* TASK ITEM: Word for word, restate the lines from the start of the data below through the line containing "box: [175, 240, 399, 438]".

Collected data
_ _ _ _ _
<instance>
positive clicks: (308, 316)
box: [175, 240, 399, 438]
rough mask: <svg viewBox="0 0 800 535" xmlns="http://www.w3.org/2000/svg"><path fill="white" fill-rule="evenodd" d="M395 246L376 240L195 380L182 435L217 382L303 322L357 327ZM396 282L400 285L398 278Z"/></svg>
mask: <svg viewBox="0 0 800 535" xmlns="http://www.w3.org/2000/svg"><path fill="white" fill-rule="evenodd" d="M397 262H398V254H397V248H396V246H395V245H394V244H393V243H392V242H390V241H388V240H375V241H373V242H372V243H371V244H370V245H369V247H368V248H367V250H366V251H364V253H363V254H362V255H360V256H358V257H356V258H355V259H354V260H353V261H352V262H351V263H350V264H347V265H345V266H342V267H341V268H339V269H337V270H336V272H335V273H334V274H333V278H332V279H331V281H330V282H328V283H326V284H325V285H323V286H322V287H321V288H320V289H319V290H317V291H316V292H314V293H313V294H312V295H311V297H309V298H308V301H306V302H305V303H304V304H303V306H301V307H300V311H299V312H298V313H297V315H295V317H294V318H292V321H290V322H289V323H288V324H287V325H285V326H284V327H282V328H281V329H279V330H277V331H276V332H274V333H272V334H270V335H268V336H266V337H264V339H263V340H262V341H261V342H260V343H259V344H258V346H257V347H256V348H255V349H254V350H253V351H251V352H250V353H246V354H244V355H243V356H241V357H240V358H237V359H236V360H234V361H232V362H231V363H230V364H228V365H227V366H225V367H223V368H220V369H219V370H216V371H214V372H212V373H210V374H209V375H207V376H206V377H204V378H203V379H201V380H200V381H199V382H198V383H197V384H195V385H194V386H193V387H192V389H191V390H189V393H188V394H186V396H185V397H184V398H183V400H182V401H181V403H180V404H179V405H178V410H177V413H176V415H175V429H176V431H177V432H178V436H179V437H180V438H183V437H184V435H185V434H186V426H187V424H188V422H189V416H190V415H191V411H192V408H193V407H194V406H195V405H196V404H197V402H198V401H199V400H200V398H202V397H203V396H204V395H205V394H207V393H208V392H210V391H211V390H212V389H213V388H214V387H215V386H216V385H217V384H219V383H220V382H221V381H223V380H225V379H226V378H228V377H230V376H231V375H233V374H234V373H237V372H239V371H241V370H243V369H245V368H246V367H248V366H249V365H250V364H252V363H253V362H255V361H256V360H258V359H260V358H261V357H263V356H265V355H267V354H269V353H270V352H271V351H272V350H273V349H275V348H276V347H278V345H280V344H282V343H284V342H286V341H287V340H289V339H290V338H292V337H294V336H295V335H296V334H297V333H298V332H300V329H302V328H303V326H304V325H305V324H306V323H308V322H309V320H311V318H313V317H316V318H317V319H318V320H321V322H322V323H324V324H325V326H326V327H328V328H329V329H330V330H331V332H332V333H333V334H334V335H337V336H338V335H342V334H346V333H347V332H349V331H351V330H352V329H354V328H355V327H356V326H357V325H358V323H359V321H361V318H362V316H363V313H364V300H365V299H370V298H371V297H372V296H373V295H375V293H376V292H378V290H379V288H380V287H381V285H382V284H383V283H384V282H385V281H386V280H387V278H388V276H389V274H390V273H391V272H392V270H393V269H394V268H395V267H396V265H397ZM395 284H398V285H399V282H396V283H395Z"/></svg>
_ _ _ _ _
* EXERCISE RESPONSE:
<instance>
positive clicks: (308, 316)
box: [175, 240, 399, 438]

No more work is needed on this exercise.